[What needs to be done]
State how many of the rows below contain the word "line", giving only the number.

[Data rows]
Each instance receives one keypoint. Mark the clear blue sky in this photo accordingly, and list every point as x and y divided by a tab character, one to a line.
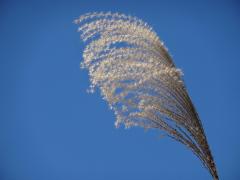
51	129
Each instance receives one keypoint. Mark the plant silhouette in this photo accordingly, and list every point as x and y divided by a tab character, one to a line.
137	77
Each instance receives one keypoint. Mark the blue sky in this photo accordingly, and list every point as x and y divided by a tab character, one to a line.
50	128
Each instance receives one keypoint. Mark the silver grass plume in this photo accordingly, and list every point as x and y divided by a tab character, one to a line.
137	77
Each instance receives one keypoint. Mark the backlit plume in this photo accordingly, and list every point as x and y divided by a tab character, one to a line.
137	77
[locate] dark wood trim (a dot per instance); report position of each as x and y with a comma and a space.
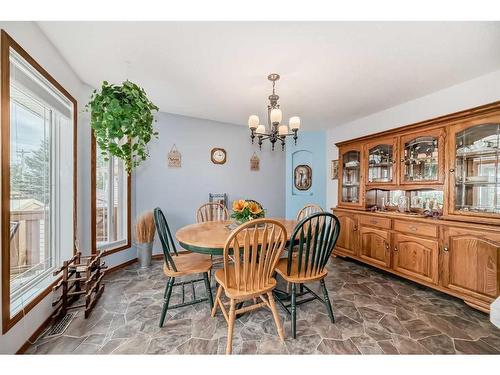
428, 124
93, 204
6, 43
120, 266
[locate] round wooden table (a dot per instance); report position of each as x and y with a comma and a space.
210, 237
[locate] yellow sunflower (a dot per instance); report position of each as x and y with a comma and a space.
239, 205
254, 208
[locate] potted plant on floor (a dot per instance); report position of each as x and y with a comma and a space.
122, 121
144, 236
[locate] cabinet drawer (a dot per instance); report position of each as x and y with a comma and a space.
428, 230
375, 221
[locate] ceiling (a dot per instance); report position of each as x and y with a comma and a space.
331, 72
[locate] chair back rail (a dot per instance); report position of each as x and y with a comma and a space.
211, 211
308, 210
251, 253
316, 235
166, 239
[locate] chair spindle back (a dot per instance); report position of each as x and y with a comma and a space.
316, 236
253, 249
308, 210
211, 211
166, 239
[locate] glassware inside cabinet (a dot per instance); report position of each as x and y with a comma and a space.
351, 173
380, 162
427, 202
421, 157
476, 169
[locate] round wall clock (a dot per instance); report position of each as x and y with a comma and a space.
218, 155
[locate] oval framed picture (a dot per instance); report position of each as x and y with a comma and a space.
302, 177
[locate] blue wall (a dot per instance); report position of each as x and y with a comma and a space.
310, 150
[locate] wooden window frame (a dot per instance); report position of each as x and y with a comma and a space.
93, 198
7, 43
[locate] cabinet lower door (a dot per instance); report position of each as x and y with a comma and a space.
471, 262
347, 243
374, 246
416, 257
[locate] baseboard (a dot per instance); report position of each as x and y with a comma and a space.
35, 335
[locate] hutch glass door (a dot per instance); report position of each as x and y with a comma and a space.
422, 158
351, 176
476, 169
381, 162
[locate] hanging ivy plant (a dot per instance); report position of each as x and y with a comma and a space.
122, 120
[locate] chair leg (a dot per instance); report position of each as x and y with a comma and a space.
294, 310
209, 290
167, 294
276, 316
327, 301
230, 326
217, 299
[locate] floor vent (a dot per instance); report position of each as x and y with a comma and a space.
59, 328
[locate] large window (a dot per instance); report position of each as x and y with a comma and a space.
110, 203
38, 129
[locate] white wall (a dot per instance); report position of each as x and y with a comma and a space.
473, 93
30, 37
180, 191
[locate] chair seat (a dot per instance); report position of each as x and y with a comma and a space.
189, 264
240, 294
294, 276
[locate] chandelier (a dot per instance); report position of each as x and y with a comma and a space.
277, 130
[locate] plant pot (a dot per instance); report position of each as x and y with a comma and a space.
144, 254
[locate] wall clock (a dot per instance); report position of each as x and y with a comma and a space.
218, 155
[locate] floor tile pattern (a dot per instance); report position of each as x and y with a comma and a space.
376, 313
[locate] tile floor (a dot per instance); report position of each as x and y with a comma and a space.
375, 313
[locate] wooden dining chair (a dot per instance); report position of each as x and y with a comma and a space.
178, 264
211, 211
316, 236
250, 255
308, 210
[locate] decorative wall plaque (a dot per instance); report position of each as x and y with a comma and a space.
174, 157
254, 162
302, 177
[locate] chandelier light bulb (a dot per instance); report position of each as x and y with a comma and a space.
276, 115
253, 122
294, 123
283, 130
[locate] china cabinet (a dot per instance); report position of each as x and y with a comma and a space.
350, 178
423, 202
381, 166
474, 175
347, 241
422, 157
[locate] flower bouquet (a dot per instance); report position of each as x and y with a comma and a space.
246, 210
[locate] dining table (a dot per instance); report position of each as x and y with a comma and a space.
209, 237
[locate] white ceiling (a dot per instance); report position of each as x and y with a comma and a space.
331, 72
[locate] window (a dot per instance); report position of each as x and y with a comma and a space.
110, 203
38, 119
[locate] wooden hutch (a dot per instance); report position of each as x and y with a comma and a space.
423, 202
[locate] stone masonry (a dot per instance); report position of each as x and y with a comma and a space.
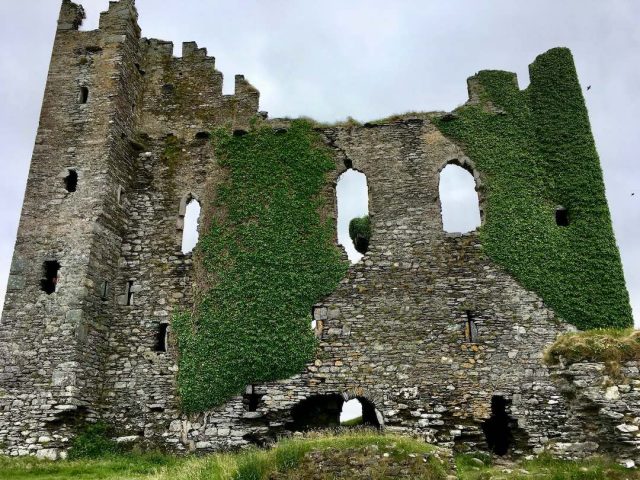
394, 334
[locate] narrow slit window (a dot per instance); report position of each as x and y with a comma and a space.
471, 328
104, 290
84, 95
354, 228
71, 181
51, 276
190, 228
130, 293
162, 337
562, 217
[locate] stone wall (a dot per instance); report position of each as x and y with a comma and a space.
392, 334
604, 410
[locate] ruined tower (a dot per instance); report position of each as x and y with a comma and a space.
435, 333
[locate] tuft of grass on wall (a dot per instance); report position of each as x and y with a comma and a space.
603, 345
267, 260
535, 151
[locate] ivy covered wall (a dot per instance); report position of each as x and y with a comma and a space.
535, 151
269, 255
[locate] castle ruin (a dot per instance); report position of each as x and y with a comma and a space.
428, 331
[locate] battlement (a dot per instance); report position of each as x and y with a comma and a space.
71, 16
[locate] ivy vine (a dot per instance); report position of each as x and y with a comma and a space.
536, 151
268, 258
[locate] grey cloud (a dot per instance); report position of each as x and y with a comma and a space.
363, 58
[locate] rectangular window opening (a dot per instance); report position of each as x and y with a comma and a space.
104, 290
71, 181
562, 217
130, 293
50, 281
251, 400
162, 337
84, 95
471, 328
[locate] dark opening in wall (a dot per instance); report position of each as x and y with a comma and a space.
360, 233
318, 411
459, 200
203, 136
329, 411
71, 181
49, 282
84, 94
562, 217
359, 411
498, 428
251, 400
129, 293
162, 337
353, 203
104, 290
471, 328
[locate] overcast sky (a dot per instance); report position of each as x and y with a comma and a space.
367, 59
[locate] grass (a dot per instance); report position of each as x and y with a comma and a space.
298, 458
601, 345
253, 464
122, 467
542, 467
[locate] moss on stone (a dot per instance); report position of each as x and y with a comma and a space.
535, 151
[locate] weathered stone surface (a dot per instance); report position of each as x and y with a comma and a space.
393, 333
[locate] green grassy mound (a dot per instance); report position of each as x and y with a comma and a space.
480, 467
603, 345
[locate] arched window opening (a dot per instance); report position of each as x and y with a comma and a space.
562, 217
84, 95
71, 181
498, 428
459, 200
162, 337
353, 203
330, 411
51, 270
190, 228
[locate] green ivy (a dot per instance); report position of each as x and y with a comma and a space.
536, 152
268, 256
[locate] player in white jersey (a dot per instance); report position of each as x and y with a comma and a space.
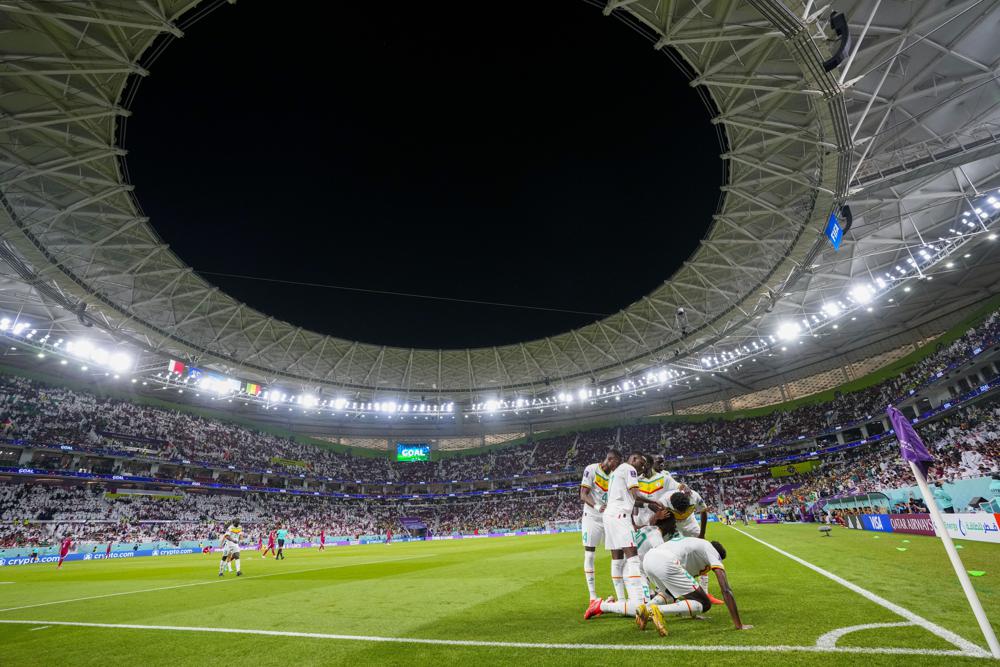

[Result]
5